Pictures in the data below are not part of the copy; transcribe everything else exactly.
════════════════════
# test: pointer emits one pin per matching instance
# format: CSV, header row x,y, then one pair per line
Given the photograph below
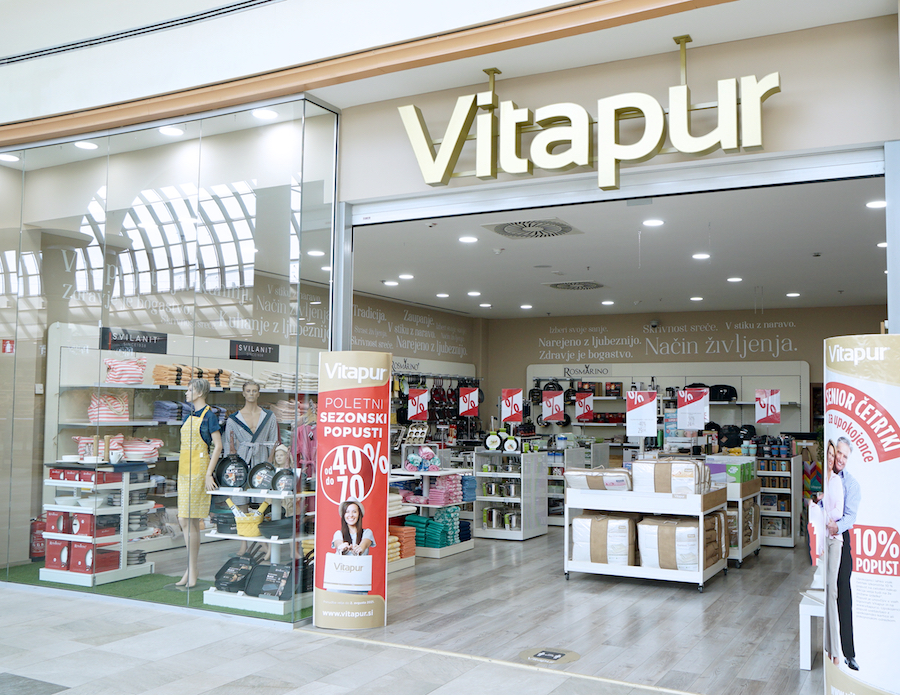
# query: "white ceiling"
x,y
767,236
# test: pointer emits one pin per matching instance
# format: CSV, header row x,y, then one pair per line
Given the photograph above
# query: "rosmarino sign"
x,y
498,131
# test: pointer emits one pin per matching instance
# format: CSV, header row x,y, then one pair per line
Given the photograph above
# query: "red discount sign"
x,y
876,550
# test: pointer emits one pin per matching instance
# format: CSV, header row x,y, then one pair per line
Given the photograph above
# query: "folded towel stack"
x,y
445,490
393,548
395,502
449,517
406,535
469,487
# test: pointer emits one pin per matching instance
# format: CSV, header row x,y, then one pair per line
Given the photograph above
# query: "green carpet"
x,y
147,587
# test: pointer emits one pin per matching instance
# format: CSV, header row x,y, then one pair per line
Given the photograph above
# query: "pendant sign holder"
x,y
584,407
552,406
418,404
640,414
511,405
468,401
693,409
768,406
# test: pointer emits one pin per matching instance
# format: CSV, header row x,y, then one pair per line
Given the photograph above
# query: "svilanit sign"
x,y
565,136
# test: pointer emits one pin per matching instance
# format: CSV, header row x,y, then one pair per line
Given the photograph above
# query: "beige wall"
x,y
715,336
839,87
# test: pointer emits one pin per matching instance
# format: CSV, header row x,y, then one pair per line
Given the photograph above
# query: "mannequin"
x,y
199,431
251,433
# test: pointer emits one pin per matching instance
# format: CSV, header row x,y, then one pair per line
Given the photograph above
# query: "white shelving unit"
x,y
530,504
645,503
743,494
793,494
123,541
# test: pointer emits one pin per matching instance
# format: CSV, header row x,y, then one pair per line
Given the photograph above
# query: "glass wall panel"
x,y
161,255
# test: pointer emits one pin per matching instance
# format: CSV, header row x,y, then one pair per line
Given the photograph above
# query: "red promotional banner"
x,y
351,490
511,405
584,407
418,404
468,401
552,406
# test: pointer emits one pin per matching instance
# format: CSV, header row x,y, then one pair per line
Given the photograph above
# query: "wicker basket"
x,y
249,525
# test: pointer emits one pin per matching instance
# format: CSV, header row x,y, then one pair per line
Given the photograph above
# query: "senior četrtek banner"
x,y
862,545
352,466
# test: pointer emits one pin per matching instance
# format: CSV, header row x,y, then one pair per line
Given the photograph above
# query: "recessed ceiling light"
x,y
265,114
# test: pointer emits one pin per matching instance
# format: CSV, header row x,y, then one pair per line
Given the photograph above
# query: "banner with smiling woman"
x,y
351,490
862,545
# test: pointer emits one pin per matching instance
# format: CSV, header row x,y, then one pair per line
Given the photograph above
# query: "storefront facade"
x,y
237,229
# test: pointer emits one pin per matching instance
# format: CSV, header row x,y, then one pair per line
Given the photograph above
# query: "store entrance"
x,y
700,287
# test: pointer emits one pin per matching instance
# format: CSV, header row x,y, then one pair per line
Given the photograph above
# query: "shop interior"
x,y
203,259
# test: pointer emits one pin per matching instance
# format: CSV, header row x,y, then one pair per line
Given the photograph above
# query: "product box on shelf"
x,y
57,554
58,522
88,559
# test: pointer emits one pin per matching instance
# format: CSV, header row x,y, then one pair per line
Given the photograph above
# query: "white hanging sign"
x,y
693,409
768,406
640,414
552,406
511,405
584,407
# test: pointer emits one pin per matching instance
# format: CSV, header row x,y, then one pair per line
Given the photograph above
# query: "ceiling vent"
x,y
573,285
532,229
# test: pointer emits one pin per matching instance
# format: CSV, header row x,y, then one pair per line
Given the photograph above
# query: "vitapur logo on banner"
x,y
861,517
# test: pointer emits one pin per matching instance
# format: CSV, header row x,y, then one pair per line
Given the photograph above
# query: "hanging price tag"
x,y
418,404
768,406
468,401
552,406
693,409
640,414
511,405
584,407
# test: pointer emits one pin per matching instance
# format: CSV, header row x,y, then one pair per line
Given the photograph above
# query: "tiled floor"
x,y
59,642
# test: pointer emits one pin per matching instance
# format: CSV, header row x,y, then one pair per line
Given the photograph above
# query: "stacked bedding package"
x,y
670,543
607,539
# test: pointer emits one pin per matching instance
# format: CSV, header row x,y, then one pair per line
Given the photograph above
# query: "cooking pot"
x,y
510,489
491,489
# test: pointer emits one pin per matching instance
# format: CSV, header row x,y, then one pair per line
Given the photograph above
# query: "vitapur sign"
x,y
499,127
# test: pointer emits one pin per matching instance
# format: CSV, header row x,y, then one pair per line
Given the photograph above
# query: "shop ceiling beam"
x,y
474,41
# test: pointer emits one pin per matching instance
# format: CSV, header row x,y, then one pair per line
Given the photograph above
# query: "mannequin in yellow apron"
x,y
195,473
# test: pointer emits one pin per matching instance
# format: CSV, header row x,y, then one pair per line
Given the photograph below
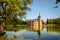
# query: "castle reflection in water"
x,y
36,24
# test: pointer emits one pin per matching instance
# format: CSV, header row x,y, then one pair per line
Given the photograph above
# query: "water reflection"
x,y
46,33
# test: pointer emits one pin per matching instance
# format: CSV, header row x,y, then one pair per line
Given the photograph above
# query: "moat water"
x,y
27,34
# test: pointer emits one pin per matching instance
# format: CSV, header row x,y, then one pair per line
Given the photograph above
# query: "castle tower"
x,y
39,22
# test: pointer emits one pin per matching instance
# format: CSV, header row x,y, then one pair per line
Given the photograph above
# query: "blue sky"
x,y
45,8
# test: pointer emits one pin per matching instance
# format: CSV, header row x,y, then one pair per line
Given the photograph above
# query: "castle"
x,y
35,23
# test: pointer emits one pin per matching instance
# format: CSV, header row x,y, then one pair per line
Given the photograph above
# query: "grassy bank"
x,y
18,27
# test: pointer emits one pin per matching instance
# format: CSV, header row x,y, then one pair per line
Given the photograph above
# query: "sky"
x,y
45,8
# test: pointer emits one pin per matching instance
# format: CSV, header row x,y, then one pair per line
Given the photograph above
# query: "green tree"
x,y
9,8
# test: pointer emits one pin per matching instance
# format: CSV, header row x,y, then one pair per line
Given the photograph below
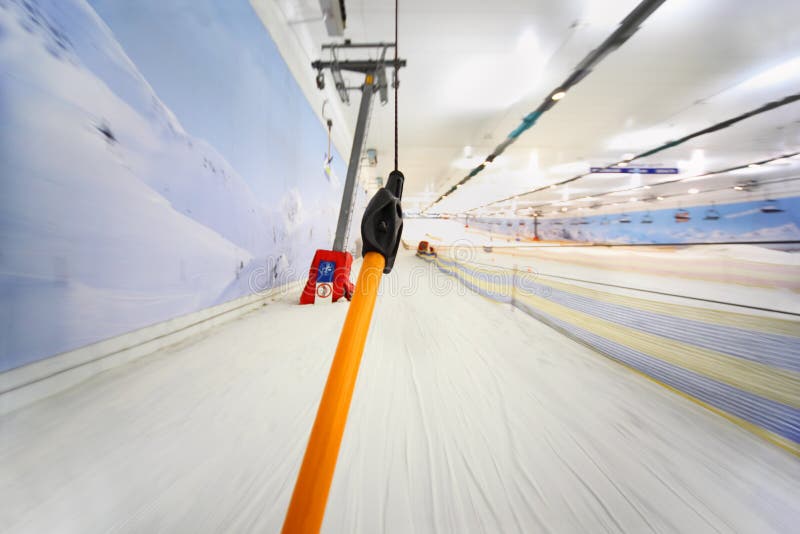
════════════════════
* [Finished task]:
# test: pointer emits one pin per matching instance
# format: CSV, header row x,y, then one pair per line
Given the photograph below
# query: "white ceiling"
x,y
767,236
# test: pointer emits one pin per matching instance
# format: CSV, header row x,y, then one pair per line
Given the photograph above
# query: "rosmarino sign"
x,y
498,131
# test: pointer emits one pin per matching instance
# format: CSV, header row x,y, then one pair per line
Given the photograph above
# query: "red discount sign"
x,y
876,550
# test: pointer emits one pin per matching instance
# format: CSV, header row x,y, then one pair per line
Given the photograph above
# query: "folded towel stack"
x,y
445,490
393,548
395,502
449,517
406,535
469,487
# test: pointer emits one pin per matching instance
# format: CSV, header row x,y, then one pair per line
Given the photograph above
# query: "green carpet"
x,y
147,587
# test: pointer emits one pin per matching instance
# format: CSV, header row x,y, then one pair per line
Given the photograph above
# query: "pendant sign holder"
x,y
584,407
552,406
418,404
640,414
511,405
468,401
693,409
768,406
# test: pointer emits one pin per matching instance
# format: CSV, header row x,y, then one pair per line
Given the photograph above
# query: "svilanit sign"
x,y
565,136
# test: pointer emits one pin per matching instance
# format: CSV, header row x,y, then one pair per line
Given the photograph above
# query: "beige wall"
x,y
715,336
839,87
# test: pointer emits one pin per matching instance
# format: CSV, header row x,y, then one pair per line
Given the photograph above
# query: "mannequin"
x,y
199,431
251,433
# test: pointer emits one pin per matching instance
# format: CSV, header row x,y, then one pair per line
Given the photograph above
# query: "white shelving unit"
x,y
530,504
645,503
743,494
793,494
123,541
# test: pointer emits one pin per matching instance
# format: CSV, header row x,y, then one pair per line
Given the photograph above
# query: "glass wall panel"
x,y
161,255
# test: pointer emits one pin per matching instance
# format: CSV, header row x,y, then one pair per line
Given the photograph above
# query: "red promotional banner"
x,y
351,490
511,405
584,407
418,404
468,401
552,406
# test: pointer emits one pin per matching instance
# format: CSV, header row x,y, then one pair per line
Given the photograph above
# query: "wicker basket"
x,y
249,525
# test: pointer emits one pin per matching instance
# format: CSV, header row x,y, then one pair per line
Given the photograph above
# query: "senior četrtek banner"
x,y
862,545
352,466
# test: pointer emits one pin per matching instance
# format: CSV, header row x,y, then one pair per line
Given the photograph above
# query: "recessed ceiling light"
x,y
265,114
# test: pointer emits one pin per matching instance
# format: CSV, header row x,y, then one pair per line
Given the photograph above
# query: "banner with smiling woman"
x,y
351,490
862,545
# test: pointer emits one pin per matching instance
# format: CSV, header row x,y, then one pair per line
Given the photograph above
# query: "storefront facade"
x,y
237,229
# test: pointer emits one pin per matching instance
# format: CSV, header row x,y, then one pair per line
Given the photograph above
# query: "store entrance"
x,y
700,287
# test: pointer emits one pin per matching instance
# format: CSV, header row x,y, then one pair per line
Given the photograph above
# query: "shop interior"
x,y
203,259
# test: pointer emits one pin per matching instance
# format: CSV, header row x,y, then one pair per line
Given the photograph above
# query: "product box on shelf"
x,y
57,554
58,522
88,559
# test: pointer emits one pin per matching instance
# format: CSV, header row x,y, then one pair per line
Given the photograph above
# query: "white hanging sign"
x,y
693,409
768,406
640,414
552,406
511,405
584,407
# test: pointer emits one pin per matching instance
# format: CSV, header row x,y, then one pair per line
Given the photograph above
# query: "ceiling vent"
x,y
573,285
532,229
# test: pointer emits one pin per matching instance
# format: CSV, header row x,y, then one pair per line
Given the photograph above
# query: "vitapur logo on banner"
x,y
861,517
# test: pointer emits one pin per matching instance
# format: CSV, header row x,y, then one pair per line
Given the photograph above
# query: "hanging price tag"
x,y
418,404
768,406
468,401
552,406
693,409
640,414
511,405
584,407
# test: pointer emits one pin per matching instance
# format: CSV, header row x,y, then one pair per line
Given the photograph above
# query: "tiled floor"
x,y
59,642
# test: pointer emits one pin per matching instance
# format: CSV, header row x,y, then one pair per line
Given the photograph above
# query: "stacked bedding package"
x,y
670,543
607,539
# test: pointer emits one pin per matching instance
# format: CSV, header row x,y, then one pair per line
Given the photograph above
# query: "cooking pot"
x,y
510,489
491,489
# test: pointer emits one pin per matching instance
# format: CSV, header row x,y, then one pair per line
Given the photograph above
# query: "vitapur sign"
x,y
499,127
# test: pointer emits one pin per matching instance
# format: CSV, header row x,y, then one pair per line
Given the photograph above
# query: "shop ceiling beam"
x,y
474,41
# test: pointer emits one pin per matching instance
# format: CSV, header row x,y, then one pair per line
Given the photograph above
# query: "mannequin in yellow apron"
x,y
195,473
# test: pointer emits one pin per matching instance
# format: CSV, header row x,y, then one pair per line
Given the photograph below
# query: "castle reflection in water"
x,y
36,24
# test: pointer emits one pin per matching instance
# format: CSV, header row x,y, then one pair per line
Given the photograph above
# query: "water reflection"
x,y
46,33
# test: pointer emits one pin per matching instance
# format: CSV, header row x,y, then one pair per line
Given the photograph above
# query: "moat water"
x,y
27,34
# test: pointer emits one pin per matching instance
# format: CSV, header row x,y, then one pair per line
Given the photograph above
# query: "castle tower"
x,y
39,22
# test: pointer emits one pin per matching instance
# format: CSV, header row x,y, then one pair per line
Given the photograph above
# query: "blue sky"
x,y
45,8
# test: pointer emits one pin per matching instance
# format: CSV, header row x,y, then one pair per line
Given the photograph above
# query: "castle"
x,y
35,23
# test: pointer emits one pin per matching instance
# format: CSV, header row x,y, then one pair per line
Given the photograph above
# query: "grassy bank"
x,y
18,27
# test: pointer emits one pin per matching instance
# format: CSV, header row x,y, then one pair per line
Given the photograph above
# query: "sky"
x,y
45,8
# test: pointer emits one pin per matching instance
# format: CSV, header row x,y, then one pair per line
Given the photograph above
# query: "green tree"
x,y
9,8
# test: pointer emits one pin per matching instance
# format: CSV, header row x,y, then one pair per line
Given the photograph below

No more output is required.